* Source text:
_____

Thoughts on South African and international politics and culture

Thursday, August 31, 2006

SNO no go?
There is a multitude of South Africans that are getting themselves into an excitable frenzy about the 'launch' of the second network operator or SNO on Monday. They need to put the champagne on ice.

The SNO comes into the market with very little behind it. Firstly, it is a conglomeration of a number of companies that joined together for the tender after previously tendering against each other. My customer service expectations? Not too good. Secondly, they will be using Telkom's fixed line services. My pricing expectations? Not too good. Thirdly, they have no infrastructure to speak of in the country, just a number of contracts on paper. My expectations of real telephony services offered in the next two years? Not too good.

Don't get me wrong, it's a good step, but it's certainly not going to be shaking the Telkom tree for quite a while yet.

Wednesday, August 30, 2006

Forgiveness - a multipurpose headline
Apologies for the slow blogging, this week has been pretty heavy at work, so let me first ask for forgiveness for that. Secondly, a few people have asked me my view on the very weighty discussion of Vlok's ceremonious washing of the feet of Rev. Chikane. In my opinion this is a personal process of forgiveness by Adriaan Vlok and I think should be viewed only as such. I believe that it is being misread by both supporters and sworn enemies alike, who are both using it to reopen old wounds. It's a magnanimous move on Vlok's part, but one that he is doing this for personal reasons, and I think people that have tried to equate it with national reconciliation are overstating its importance.

I think to hold the view that this compensates for Vlok's vicious past is simply delusional. There were too many lives ripped apart by his actions to ever build forgiveness with the nation as a whole. But this is exactly the point. I think that Vlok did this for his own personal reasons, not to engender favour with the nation, he must surely know that this is beyond the scope of his abilities.

This is a man who had one of the most despicable pasts within the apartheid regime, and this will not replace the judicial process. I agree with commentators who have said that Vlok must tell his story before he asks from forgiveness from the nation. Which again brings me back to the point - this is a personal admission of guilt and request for forgiveness as he goes through his own redemptive process.

_____

* Given information:
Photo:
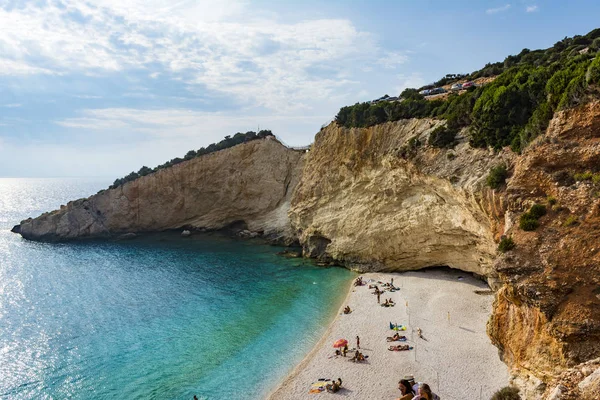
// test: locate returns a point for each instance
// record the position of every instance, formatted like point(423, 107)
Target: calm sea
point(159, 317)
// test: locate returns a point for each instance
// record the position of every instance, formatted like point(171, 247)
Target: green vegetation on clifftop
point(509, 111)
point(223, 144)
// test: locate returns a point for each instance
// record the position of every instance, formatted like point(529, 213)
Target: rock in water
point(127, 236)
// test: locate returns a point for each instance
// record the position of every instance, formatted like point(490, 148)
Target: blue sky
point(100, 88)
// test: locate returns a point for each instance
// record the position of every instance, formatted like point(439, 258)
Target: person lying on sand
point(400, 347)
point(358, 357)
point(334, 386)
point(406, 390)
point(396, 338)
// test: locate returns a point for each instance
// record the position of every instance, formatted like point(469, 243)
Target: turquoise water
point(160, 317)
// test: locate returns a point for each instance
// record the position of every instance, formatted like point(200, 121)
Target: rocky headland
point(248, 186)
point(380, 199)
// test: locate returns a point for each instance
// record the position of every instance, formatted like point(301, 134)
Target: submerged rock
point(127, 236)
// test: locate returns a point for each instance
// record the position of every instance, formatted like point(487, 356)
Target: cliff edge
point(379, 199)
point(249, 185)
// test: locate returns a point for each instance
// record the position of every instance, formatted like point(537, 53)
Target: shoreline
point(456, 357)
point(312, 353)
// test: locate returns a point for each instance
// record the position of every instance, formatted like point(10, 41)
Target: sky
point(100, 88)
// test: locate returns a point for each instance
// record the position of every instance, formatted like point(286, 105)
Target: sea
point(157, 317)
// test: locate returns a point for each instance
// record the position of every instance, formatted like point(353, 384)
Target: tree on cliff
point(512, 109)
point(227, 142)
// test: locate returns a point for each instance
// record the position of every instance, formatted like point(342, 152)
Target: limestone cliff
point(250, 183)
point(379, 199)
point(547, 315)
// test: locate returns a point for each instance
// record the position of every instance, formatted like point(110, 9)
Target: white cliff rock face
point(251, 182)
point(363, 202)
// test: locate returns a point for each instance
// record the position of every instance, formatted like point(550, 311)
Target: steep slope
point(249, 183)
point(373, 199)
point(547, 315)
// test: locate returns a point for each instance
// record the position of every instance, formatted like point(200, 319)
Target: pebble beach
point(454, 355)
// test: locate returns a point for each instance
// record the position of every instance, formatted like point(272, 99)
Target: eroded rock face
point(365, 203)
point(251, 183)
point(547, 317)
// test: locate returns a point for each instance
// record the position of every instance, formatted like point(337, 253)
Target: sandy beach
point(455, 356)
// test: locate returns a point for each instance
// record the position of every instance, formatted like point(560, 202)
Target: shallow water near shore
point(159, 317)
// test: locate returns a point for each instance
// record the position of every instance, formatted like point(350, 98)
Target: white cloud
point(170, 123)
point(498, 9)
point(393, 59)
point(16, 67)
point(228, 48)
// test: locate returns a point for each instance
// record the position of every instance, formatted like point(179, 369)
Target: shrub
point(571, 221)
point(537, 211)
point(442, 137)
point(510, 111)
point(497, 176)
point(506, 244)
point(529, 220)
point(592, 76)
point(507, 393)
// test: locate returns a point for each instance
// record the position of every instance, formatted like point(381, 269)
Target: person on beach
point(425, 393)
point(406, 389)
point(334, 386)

_____

In the South African politics blog, whose fixed line services does the writer say the SNO will be using? The listing comes from a separate source, not from the South African politics blog.

* Answer to this problem: The SNO will be using Telkom's fixed line services.